* [TEXT EXTRACT]:
NOVUS ORDO. A way of referring to the Mass created by the Consilium and published by Pope Paul VI on April 3, 1969. While to some ears the phrase comes across as pejorative, it must be noted that Paul VI himself frequently connected the word “new” (novus) with his liturgical reforms. In his general audience of March 7, 1965, he spoke of a “new order [of worship],” a “new scheme of things,” “new liturgical books,” “new form,” “new liturgy,” “new habit,” and “liturgical innovation” — and all this, about changes far less drastic than those he would publish four years later! Many things that people today would assume must have entered with the Novus Ordo in 1969 were already around prior to it, as the traditional liturgy was progressively altered in the 1950s and 1960s: turning the priest toward the people, praying Mass in the vernacular, dropping the prayers at the foot of the altar and the last Gospel, bringing in new (ad experimentum) lectionaries, using multiple Eucharistic Prayers, having the people say the Lord’s Prayer at the liturgy together with the priest (something never done in the Roman tradition prior to 1955), discarding some liturgical vestments, etc. In the general audience of November 19, 1969, explaining why he had brought out a new missal, Paul VI — this time with greater justice — referred to “a new rite of Mass” (four times), “a new spirit,” “new directions,” “new rules,” “innovation.” In the general audience one week later, he mentioned “the liturgical innovation of the new rite of the Mass” and mentioned the “new rite” seven times; he used words like “new,” “newness,” “renewal,” “innovation,” “novelty,” a total of 18 times. At a consistory for the appointment of twenty cardinals on May 24, 1976, he used the expression novus Ordo [Missae]: “usus novi Ordinis Missae” and “Novus Ordo promulgatus est” (“the use of the new Order of Mass”; “the new Order has been promulgated”). Readers should also be aware that the phrase “Novus Ordo” is broad enough to include the new lectionary, which is a set of books separate from the missal; at times the phrase can even mean “anything having to do with the postconciliar liturgical reform,” as in: “They did a Novus Ordo baptism” or “let’s avoid the Novus Ordo blessing of holy water.” This usage is not precise and should be avoided; it would be better to say, e.g., “let’s avoid the new rite of baptism” or “we prefer the old blessing of holy water.”

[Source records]
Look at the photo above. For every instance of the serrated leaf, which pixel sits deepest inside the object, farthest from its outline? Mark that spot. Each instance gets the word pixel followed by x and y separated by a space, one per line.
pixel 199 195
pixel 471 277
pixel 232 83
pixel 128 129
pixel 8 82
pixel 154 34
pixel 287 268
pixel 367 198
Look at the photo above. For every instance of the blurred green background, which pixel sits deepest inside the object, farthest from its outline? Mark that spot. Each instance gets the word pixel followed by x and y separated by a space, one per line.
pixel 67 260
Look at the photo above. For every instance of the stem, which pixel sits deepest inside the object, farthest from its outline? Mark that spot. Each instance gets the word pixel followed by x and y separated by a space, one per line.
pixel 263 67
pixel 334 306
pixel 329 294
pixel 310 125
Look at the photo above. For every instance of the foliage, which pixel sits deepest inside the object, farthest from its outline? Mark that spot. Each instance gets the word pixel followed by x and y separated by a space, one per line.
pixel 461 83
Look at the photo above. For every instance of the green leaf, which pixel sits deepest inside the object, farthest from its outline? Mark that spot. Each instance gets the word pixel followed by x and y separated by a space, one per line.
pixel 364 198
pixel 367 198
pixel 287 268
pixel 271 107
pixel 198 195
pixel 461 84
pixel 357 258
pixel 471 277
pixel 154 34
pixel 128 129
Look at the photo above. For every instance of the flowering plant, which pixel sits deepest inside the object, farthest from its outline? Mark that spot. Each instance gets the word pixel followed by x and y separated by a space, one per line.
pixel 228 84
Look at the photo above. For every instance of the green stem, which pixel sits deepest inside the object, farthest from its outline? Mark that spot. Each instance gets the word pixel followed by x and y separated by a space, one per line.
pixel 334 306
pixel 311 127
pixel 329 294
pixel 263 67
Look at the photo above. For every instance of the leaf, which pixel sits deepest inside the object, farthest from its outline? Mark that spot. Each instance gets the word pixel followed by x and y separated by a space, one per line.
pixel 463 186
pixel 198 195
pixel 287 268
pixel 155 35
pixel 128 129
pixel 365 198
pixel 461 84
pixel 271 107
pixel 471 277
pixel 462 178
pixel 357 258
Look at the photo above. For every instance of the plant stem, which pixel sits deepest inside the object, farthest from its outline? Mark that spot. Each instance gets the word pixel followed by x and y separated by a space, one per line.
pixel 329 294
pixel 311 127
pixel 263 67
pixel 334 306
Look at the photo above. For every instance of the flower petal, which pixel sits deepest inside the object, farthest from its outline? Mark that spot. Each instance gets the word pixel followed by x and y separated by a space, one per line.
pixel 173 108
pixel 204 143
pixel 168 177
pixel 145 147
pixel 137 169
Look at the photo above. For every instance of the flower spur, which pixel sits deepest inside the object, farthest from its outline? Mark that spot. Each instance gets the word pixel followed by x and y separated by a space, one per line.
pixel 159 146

* [DIRECTIVES]:
(a) Translate this sentence from the entry on the Novus Ordo into Spanish: "While to some ears the phrase comes across as pejorative, it must be noted that Paul VI himself frequently connected the word “new” (novus) with his liturgical reforms."
(b) Pick out and copy every line of the records that contains the string "background". Case counts.
The text and the records are unrelated to each other.

* [TASK RESULTS]:
(a) Aunque a algunos oídos la expresión les suena peyorativa, hay que señalar que el propio Pablo VI relacionaba con frecuencia la palabra «nuevo» (novus) con sus reformas litúrgicas.

(b)
Look at the photo above. For every instance of the blurred green background, which pixel sits deepest inside the object, farthest from its outline? Mark that spot. Each instance gets the word pixel followed by x and y separated by a space, one per line.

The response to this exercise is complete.